Work to complete
Return every record exactly as written.

Records for the task
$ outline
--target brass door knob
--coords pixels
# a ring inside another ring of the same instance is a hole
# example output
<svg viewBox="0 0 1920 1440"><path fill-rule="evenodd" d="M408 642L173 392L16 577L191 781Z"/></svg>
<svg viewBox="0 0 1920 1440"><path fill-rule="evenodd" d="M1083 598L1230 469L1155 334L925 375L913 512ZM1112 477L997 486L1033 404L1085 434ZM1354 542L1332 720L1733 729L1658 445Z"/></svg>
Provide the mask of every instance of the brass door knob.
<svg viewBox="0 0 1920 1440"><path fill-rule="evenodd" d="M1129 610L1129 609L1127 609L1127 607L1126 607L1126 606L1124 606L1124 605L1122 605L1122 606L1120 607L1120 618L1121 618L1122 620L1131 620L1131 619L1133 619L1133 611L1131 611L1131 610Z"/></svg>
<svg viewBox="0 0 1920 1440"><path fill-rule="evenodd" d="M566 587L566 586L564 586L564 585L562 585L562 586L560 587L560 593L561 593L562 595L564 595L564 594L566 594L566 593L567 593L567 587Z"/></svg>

Solution to this problem
$ outline
--target brass door knob
--coords pixels
# a ring inside another ring of the same instance is a hole
# example output
<svg viewBox="0 0 1920 1440"><path fill-rule="evenodd" d="M408 642L173 392L16 577L191 781Z"/></svg>
<svg viewBox="0 0 1920 1440"><path fill-rule="evenodd" d="M1083 598L1230 469L1155 334L925 375L913 512ZM1112 477L997 486L1033 404L1085 434ZM1354 542L1332 720L1733 729L1658 445Z"/></svg>
Provide the mask of every instance of the brass door knob.
<svg viewBox="0 0 1920 1440"><path fill-rule="evenodd" d="M1129 610L1129 609L1127 609L1127 607L1126 607L1126 606L1124 606L1124 605L1122 605L1122 606L1120 607L1120 618L1121 618L1122 620L1131 620L1131 619L1133 619L1133 611L1131 611L1131 610Z"/></svg>
<svg viewBox="0 0 1920 1440"><path fill-rule="evenodd" d="M566 587L566 586L564 586L564 585L562 585L562 586L560 587L560 593L561 593L562 595L564 595L564 594L566 594L566 593L567 593L567 587Z"/></svg>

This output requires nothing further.